• Data for analysis:
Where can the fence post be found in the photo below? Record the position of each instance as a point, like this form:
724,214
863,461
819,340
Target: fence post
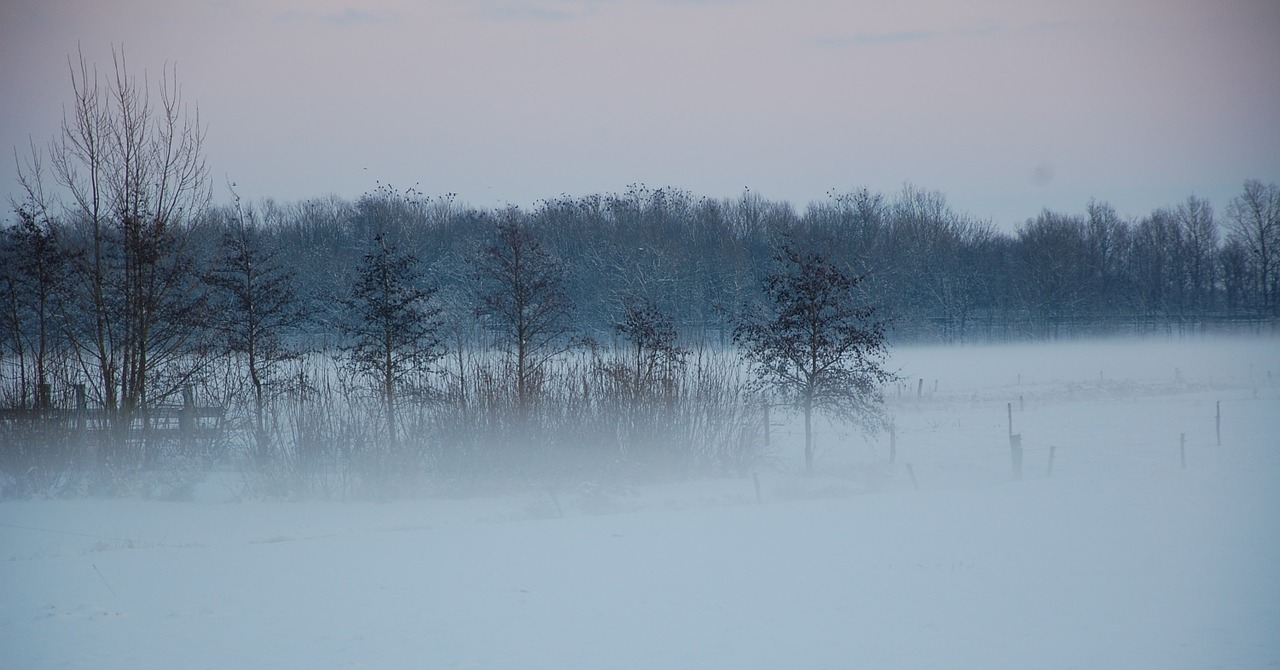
1015,449
187,419
766,424
81,406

• How to complete this task:
Output the entries above verbatim. Omit the images.

• Written reply:
Where can the fence post be found in the photo below? Record the position of each instance as a point, like this form:
724,214
863,461
819,340
Target: fence post
1015,449
187,419
766,424
81,406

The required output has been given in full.